WORK INSTRUCTIONS:
Could the data below please be reproduced word for word, without the pictures?

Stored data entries
○ ○ ○ ○ ○ ○ ○

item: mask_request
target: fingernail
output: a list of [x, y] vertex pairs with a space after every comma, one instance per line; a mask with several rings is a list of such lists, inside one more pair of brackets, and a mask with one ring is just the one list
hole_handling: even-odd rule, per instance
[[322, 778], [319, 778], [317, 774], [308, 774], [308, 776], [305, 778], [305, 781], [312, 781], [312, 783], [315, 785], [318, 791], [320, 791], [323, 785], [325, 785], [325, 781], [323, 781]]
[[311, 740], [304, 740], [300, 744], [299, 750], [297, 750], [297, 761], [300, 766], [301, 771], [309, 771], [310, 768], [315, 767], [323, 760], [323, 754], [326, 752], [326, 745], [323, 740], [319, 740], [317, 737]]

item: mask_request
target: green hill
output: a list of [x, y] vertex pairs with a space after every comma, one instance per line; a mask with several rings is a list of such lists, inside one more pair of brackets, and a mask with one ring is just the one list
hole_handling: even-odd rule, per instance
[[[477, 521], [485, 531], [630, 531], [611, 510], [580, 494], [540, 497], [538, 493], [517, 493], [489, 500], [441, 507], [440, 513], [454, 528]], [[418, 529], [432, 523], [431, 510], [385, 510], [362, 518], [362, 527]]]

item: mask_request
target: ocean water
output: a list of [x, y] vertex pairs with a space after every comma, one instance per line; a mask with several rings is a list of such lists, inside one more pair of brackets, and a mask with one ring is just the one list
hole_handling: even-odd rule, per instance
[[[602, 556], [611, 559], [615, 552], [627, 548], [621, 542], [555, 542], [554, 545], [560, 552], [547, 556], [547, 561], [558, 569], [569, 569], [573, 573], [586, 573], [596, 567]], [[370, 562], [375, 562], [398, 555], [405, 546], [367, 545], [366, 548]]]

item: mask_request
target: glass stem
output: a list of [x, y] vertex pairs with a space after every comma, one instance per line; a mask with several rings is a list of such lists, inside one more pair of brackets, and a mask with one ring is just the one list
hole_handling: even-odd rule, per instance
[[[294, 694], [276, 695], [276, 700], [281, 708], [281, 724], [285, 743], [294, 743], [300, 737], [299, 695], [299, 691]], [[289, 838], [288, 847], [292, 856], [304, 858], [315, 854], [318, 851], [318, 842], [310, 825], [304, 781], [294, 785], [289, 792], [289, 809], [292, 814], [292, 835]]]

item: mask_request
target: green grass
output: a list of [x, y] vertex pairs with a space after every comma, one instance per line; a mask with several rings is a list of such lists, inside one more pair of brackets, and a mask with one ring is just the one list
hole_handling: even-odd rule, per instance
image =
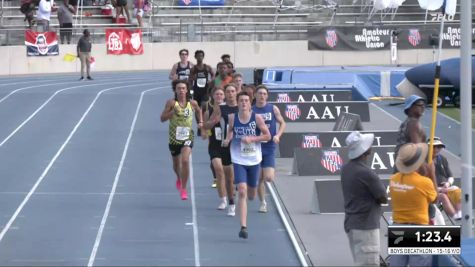
[[[452, 119], [460, 122], [460, 109], [455, 107], [438, 108], [437, 111], [444, 113]], [[475, 129], [475, 110], [472, 108], [472, 128]]]

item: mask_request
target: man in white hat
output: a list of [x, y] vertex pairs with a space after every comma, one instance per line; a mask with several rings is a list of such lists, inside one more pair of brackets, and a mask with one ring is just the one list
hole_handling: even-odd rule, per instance
[[[393, 221], [395, 224], [428, 225], [429, 205], [437, 199], [437, 188], [431, 178], [419, 173], [427, 157], [426, 143], [401, 146], [396, 157], [398, 173], [391, 176]], [[431, 266], [431, 255], [392, 255], [393, 266]]]
[[[427, 139], [430, 144], [430, 139]], [[434, 153], [432, 162], [434, 162], [435, 176], [439, 192], [439, 201], [442, 202], [445, 212], [454, 220], [462, 219], [462, 190], [454, 185], [454, 177], [449, 167], [449, 161], [440, 152], [445, 148], [442, 140], [434, 136]]]
[[358, 266], [379, 266], [381, 204], [388, 201], [383, 183], [366, 164], [373, 140], [374, 134], [350, 133], [346, 138], [350, 161], [341, 171], [344, 228]]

○ ○ ○ ○ ○ ○ ○

EXERCISE OUTPUT:
item: mask_request
target: fingernail
output: a list of [x, y] vertex pairs with a space after every comma, one instance per line; a mask with several rings is a list of such lists, inside one more pair of brackets, and a mask with one ring is just the one list
hole_handling: even-odd rule, per instance
[[322, 778], [319, 778], [317, 774], [308, 774], [308, 776], [305, 778], [305, 781], [312, 781], [312, 783], [315, 785], [318, 791], [320, 791], [323, 785], [325, 785], [325, 781], [323, 781]]
[[311, 740], [304, 740], [300, 744], [299, 750], [297, 750], [297, 761], [300, 766], [301, 771], [309, 771], [310, 768], [315, 767], [323, 760], [323, 754], [326, 752], [326, 745], [323, 740], [319, 740], [317, 737]]

item: mask_request
target: green hill
output: a list of [x, y] vertex pairs with a space after every comma, one instance per line; a mask with several rings is a list of such lists, inside one more pair of brackets, and a mask with one ring is just the one list
hole_handling: even-odd rule, per instance
[[[477, 521], [485, 531], [630, 531], [611, 510], [580, 494], [540, 497], [538, 493], [517, 493], [489, 500], [441, 507], [440, 513], [454, 528]], [[418, 529], [432, 523], [431, 510], [385, 510], [362, 518], [362, 527]]]

item: mask_request
target: ocean water
output: a list of [x, y] vertex pairs with a space after every comma, one instance per line; a mask with several rings is a list of such lists, inside one more pair of brackets, and a mask with one ring is just the one list
hole_handling: even-odd rule, per instance
[[[602, 556], [611, 559], [615, 552], [627, 548], [621, 542], [555, 542], [554, 545], [560, 552], [547, 556], [547, 561], [558, 569], [569, 569], [573, 573], [586, 573], [596, 567]], [[370, 562], [375, 562], [398, 555], [405, 546], [367, 545], [366, 548]]]

item: mask_request
target: glass stem
output: a list of [x, y] vertex pairs with a space after every comma, one instance per line; a mask with several rings is a list of such lists, inside one more pair of brackets, and a mask with one ring is just the one list
hole_handling: even-odd rule, per instance
[[[294, 694], [276, 695], [276, 700], [281, 708], [281, 724], [285, 743], [294, 743], [300, 737], [299, 695], [299, 691]], [[289, 838], [288, 847], [292, 856], [304, 858], [315, 854], [318, 851], [318, 842], [310, 825], [304, 781], [294, 785], [289, 792], [289, 809], [292, 814], [292, 835]]]

item: mask_request
target: green grass
output: a list of [x, y] vertex pairs with a space after every comma, one instance per line; a mask with several rings is a list of such lists, inside one more pair of brackets, and a mask with one ring is just the one list
hole_handling: even-odd rule, per instance
image =
[[[452, 119], [460, 122], [460, 109], [455, 107], [438, 108], [437, 111], [444, 113]], [[475, 129], [475, 110], [472, 108], [472, 128]]]

item: mask_request
target: man in white hat
output: a list of [x, y] vertex pairs with a space after every comma, one instance per line; a mask with several rings is a list of such lists, inside one more pair of brackets, and a mask with one ring is just the one list
hole_handling: even-odd rule, per instance
[[[393, 221], [395, 224], [428, 225], [429, 205], [437, 199], [437, 188], [431, 178], [419, 173], [427, 157], [426, 143], [401, 146], [396, 157], [398, 173], [391, 176]], [[431, 266], [431, 255], [392, 255], [393, 266]]]
[[[427, 139], [430, 144], [430, 139]], [[434, 153], [432, 162], [434, 162], [435, 176], [439, 192], [439, 201], [442, 202], [445, 212], [454, 220], [462, 219], [462, 190], [454, 185], [454, 177], [449, 167], [449, 161], [440, 152], [445, 148], [442, 140], [434, 136]]]
[[358, 266], [379, 266], [381, 204], [388, 201], [383, 183], [366, 164], [373, 140], [374, 134], [350, 133], [346, 138], [350, 161], [341, 171], [344, 228]]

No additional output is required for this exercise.